Job
Reproduce the stretch of the listing from the line containing "Where can you spot the dirt road?" through the end of the listing, both ends included, with no changes.

Lines of data
——————

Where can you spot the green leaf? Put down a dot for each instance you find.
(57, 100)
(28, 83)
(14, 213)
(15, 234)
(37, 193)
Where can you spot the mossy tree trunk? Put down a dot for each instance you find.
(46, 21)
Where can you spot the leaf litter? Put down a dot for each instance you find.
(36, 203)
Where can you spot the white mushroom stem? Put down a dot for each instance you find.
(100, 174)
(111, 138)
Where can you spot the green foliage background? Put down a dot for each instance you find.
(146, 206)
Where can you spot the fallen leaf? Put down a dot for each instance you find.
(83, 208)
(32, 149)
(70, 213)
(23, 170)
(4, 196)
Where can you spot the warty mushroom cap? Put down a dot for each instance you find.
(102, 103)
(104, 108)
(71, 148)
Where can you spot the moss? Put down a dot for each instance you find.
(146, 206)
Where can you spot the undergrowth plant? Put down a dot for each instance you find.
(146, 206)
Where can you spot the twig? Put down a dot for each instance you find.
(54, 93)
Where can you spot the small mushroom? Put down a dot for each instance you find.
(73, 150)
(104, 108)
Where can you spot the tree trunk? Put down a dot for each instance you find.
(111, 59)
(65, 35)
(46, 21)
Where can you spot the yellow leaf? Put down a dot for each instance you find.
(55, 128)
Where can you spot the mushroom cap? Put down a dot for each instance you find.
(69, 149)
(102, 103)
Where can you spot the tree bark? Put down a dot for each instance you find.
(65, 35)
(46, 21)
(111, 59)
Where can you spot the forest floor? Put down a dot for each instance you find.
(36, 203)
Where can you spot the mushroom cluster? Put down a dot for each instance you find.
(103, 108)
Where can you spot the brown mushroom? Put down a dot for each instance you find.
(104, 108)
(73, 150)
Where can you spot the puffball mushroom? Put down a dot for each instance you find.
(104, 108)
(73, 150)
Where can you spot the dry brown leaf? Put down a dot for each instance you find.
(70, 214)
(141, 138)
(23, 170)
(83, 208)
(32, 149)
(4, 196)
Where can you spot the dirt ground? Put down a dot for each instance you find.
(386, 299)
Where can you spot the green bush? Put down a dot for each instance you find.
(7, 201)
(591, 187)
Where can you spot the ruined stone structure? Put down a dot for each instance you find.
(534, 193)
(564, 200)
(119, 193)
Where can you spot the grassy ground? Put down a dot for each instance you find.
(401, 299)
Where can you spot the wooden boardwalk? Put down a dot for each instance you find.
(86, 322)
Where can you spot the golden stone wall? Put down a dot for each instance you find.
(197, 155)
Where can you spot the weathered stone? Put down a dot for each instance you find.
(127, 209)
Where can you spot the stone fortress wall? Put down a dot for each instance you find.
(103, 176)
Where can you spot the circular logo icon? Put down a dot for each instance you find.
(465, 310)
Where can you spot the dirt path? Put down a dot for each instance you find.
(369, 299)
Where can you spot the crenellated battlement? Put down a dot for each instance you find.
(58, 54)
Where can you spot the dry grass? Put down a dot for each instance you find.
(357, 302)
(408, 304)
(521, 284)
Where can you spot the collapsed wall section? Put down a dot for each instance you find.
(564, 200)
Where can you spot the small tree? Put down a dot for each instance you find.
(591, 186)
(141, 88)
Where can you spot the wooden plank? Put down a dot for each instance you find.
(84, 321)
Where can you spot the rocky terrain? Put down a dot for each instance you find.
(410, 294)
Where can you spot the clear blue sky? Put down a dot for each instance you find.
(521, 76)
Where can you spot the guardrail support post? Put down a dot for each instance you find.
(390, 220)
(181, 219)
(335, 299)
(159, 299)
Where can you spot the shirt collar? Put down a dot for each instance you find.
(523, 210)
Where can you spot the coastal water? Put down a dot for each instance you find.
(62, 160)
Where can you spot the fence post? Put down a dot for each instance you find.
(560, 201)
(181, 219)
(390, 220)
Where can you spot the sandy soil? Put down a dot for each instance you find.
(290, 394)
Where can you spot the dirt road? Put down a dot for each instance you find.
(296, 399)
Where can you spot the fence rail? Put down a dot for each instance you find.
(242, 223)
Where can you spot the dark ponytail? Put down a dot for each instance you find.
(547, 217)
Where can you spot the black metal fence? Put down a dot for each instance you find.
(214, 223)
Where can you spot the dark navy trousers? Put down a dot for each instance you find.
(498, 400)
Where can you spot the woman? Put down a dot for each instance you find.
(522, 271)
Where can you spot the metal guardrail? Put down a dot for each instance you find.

——————

Output of the task
Where can you spot the dirt road? Put down a dot for each instance you find.
(296, 399)
Where can you spot the fence rail? Put down a dot for each instance you find.
(242, 223)
Where can you spot the dark ponytail? Put down a dot for each instance you find.
(547, 217)
Where can you spot the black metal fence? Put down a dot for each instance you find.
(214, 223)
Where can you spot the dark navy trousers? Put down a dot for each instance you find.
(498, 400)
Where can you spot the woman? Put down a dot for each instance you find.
(522, 271)
Where can you spot the metal guardrail? Put down a dot for each instance you find.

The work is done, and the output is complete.